§ **EXERCISE GOAL**: Since the data must remain as supplied, reproduce it word for word.

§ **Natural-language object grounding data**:
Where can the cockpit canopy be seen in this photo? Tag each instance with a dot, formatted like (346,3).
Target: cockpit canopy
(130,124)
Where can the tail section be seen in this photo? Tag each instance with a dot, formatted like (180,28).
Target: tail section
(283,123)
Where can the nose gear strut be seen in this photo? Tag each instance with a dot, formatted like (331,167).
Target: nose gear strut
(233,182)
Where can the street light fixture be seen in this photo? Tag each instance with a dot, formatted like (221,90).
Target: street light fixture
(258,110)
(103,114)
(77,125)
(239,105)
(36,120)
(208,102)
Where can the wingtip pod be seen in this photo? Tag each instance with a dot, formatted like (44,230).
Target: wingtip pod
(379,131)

§ **ANSWER TO THE PROBLEM**:
Where can the cockpit canopy be seen in this photo? Tag each instance with a dot, formatted like (346,3).
Target: cockpit canopy
(130,124)
Where can the tail section be seen in this photo? Tag each instance with a dot, formatted like (180,28).
Target: tail section
(283,123)
Where can the nose gear strut be seen in this photo? Tag each instance with a dot, formatted like (331,167).
Target: nose gear strut
(233,182)
Where can the street light fixture be seen in this photo? Tag each instance with a dot, formatted like (221,90).
Target: street light fixture
(258,110)
(103,114)
(77,125)
(239,105)
(36,120)
(208,102)
Where can the wingtip pod be seen in this photo? Tag each instance with a dot, formatted like (44,230).
Target: wingtip pod
(379,131)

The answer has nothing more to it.